QUÉ REDACTAR:
Prosigue el texto analizado sobre la violencia en el Sur y la imaginación utópica a partir de su última oración, «¿Una pandemia de esta magnitud podría tener lugar?».

TEXTO ANALIZADO:

● ● ● ● ●

Este significante tiene en el Sur otro sentido: el del tiempo detenido. El diagnóstico de la violencia en el Sur no es de situación crítica, sino de enfermedad crónica y degenerativa. No obstante, no puede ser terminal. Debemos resistir este imaginario de la violencia. La imaginación utópica tiene un enorme poder político y, como estrategia, puede operar como resistencia activa y productiva de nuevas y diferentes agendas de batallas políticas. Habría que hacer experimentos mentales donde hay ingreso mínimo universal, ventiladores, insumos e infraestructura para todos los que enfermen, poblaciones sin comorbilidades… ¿Qué pasaría si todas las vidas fuesen valoradas como dignas de protección y salvaguarda? ¿Una pandemia de esta magnitud podría tener lugar?

● ● ● ● ●

DATOS PROPORCIONADOS:
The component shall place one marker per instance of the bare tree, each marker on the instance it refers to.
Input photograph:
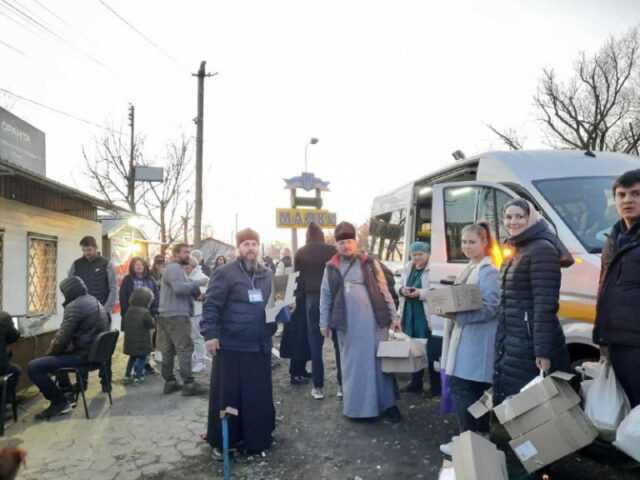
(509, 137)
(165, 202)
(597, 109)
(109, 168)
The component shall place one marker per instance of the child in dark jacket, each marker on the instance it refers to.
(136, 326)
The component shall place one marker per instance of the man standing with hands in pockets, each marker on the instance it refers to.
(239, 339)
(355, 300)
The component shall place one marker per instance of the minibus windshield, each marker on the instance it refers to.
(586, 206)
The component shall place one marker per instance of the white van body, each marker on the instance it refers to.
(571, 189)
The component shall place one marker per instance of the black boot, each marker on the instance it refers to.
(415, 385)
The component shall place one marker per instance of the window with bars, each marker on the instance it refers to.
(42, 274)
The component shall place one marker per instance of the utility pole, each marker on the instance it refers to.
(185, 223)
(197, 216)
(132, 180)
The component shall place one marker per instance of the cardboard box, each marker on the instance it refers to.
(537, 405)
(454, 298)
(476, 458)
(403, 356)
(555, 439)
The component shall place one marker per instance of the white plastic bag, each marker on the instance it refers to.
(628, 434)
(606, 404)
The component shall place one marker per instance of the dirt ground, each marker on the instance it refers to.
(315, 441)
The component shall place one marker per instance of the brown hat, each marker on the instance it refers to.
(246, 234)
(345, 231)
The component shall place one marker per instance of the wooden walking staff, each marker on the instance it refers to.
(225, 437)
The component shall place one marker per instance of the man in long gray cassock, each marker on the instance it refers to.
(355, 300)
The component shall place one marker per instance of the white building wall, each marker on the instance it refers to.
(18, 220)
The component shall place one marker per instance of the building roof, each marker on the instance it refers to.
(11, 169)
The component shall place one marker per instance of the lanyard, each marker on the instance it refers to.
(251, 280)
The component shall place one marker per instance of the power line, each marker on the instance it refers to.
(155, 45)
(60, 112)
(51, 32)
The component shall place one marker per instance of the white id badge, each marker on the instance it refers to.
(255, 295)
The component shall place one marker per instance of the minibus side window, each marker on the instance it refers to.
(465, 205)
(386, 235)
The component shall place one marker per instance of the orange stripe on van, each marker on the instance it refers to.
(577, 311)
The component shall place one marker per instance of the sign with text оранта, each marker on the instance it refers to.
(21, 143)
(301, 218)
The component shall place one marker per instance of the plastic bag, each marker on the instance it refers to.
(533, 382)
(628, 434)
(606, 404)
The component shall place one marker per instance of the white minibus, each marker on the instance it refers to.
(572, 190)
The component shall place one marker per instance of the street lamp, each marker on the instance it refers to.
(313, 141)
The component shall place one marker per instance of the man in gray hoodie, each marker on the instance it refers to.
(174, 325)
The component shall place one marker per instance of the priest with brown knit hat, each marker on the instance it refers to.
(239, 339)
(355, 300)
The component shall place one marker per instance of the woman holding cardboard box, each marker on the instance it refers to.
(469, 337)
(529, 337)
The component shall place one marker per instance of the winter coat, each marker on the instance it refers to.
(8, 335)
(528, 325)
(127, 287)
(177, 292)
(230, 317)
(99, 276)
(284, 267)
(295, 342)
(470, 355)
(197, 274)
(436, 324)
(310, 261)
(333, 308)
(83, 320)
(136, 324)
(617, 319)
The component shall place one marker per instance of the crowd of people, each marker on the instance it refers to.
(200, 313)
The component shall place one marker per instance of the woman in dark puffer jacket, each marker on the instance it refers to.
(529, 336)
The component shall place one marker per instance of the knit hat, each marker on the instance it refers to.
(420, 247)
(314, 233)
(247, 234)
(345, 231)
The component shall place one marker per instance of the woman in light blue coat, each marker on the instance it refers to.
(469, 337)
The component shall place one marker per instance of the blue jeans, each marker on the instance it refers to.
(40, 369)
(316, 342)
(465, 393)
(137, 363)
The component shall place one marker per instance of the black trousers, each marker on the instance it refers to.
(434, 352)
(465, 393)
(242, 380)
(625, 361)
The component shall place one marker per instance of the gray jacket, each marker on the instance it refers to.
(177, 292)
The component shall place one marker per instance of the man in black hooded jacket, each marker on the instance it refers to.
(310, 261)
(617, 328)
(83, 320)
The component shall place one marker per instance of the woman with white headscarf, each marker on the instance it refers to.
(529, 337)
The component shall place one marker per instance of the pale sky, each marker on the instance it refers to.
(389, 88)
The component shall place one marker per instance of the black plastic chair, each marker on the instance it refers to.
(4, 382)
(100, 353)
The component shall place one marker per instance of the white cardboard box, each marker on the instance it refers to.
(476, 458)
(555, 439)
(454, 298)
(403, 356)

● ● ● ● ●

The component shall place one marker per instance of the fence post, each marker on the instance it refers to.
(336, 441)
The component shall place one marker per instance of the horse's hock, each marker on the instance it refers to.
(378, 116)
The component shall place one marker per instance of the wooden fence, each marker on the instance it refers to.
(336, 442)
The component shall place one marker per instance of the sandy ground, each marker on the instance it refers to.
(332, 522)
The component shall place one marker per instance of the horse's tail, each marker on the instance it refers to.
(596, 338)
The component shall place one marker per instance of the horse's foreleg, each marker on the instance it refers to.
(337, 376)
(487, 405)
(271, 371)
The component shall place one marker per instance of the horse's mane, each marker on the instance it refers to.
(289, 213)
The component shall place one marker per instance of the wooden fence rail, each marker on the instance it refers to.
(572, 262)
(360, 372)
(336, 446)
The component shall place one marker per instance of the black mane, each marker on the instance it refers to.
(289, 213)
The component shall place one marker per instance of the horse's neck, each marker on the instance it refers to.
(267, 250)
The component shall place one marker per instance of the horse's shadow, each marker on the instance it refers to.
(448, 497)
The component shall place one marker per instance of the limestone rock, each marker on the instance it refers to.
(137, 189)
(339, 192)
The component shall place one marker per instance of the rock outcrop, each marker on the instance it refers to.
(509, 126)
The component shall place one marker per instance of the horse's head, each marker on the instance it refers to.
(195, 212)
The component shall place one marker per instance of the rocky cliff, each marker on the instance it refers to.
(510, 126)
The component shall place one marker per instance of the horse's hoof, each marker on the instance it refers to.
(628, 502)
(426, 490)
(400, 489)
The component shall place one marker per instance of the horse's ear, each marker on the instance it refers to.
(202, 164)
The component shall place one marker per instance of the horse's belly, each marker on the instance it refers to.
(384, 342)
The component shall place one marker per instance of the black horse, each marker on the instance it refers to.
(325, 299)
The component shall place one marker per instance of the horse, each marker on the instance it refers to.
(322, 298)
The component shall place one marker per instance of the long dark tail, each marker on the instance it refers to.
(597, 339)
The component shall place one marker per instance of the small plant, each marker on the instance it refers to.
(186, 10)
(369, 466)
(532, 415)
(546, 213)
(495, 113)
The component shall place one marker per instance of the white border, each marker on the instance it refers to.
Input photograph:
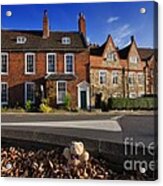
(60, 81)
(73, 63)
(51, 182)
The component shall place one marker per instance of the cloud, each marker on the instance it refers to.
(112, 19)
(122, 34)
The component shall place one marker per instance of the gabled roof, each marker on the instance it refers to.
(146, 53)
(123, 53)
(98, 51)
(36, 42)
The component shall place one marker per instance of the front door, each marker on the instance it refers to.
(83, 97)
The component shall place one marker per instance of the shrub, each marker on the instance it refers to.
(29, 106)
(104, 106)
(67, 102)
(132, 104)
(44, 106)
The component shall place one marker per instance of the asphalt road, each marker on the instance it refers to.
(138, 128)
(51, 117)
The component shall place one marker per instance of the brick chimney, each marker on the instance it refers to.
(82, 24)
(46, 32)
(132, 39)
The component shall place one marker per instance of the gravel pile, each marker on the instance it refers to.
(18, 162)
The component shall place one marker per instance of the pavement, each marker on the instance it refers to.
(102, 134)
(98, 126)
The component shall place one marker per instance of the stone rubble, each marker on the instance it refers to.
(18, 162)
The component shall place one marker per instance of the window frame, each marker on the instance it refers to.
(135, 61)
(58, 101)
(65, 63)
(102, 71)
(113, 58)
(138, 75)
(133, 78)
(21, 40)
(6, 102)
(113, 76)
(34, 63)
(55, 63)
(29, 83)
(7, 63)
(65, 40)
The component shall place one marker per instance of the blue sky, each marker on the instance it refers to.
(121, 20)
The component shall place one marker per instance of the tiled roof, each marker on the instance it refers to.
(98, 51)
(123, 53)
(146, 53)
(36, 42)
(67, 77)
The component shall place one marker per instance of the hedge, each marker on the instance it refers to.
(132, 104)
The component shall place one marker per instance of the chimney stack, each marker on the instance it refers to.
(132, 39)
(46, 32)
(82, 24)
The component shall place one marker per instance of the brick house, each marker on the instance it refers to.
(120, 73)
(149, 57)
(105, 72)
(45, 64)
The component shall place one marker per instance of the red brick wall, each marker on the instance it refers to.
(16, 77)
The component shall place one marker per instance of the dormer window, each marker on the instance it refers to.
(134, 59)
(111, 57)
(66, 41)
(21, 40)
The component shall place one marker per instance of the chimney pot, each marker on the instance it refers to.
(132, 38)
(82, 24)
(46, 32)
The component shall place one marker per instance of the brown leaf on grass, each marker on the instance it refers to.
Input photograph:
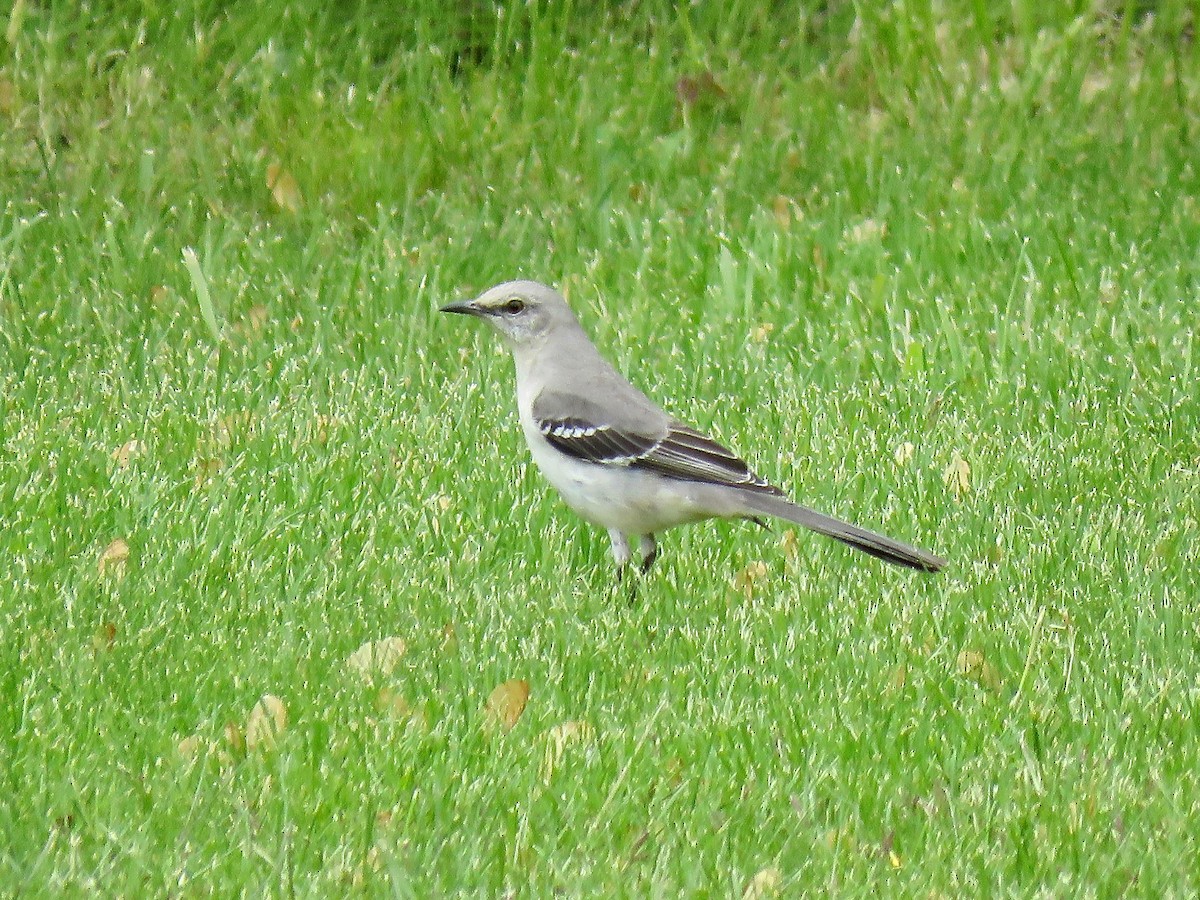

● ● ● ● ●

RESPUESTA ESCRITA:
México es un país en el que los índices de desigualdad social son de los más altos del mundo. En México, el 80% de la riqueza se concentra en el 10% de las familias, de las cuales sólo el 1% acapara más de un tercero. El tiempo está también injustamente distribuido. Según un informe de la CEPAL,1 las mujeres en México son las que destinan más tiempo para el trabajo doméstico y de cuidado no remunerado. Las mexicanas dedicamos aproximadamente el 30% de nuestro tiempo en labores de cuidado mientras que los hombres sólo el 11%. Estos números indican una enorme desigualdad de género. Pero no es sólo ese tiempo el que en nuestro país está dramática e injustamente mal distribuido. La expectativa de vida en México se acorta en las poblaciones económicamente desprotegidas. La falta de agua, de servicios médicos de calidad (o de atención médica a secas), el no acceso a la educación, su mala calidad, salarios que no alcanzan para llevar una vida digna, etcétera. Hay vidas que en México se acortan porque la protección social no las cobija.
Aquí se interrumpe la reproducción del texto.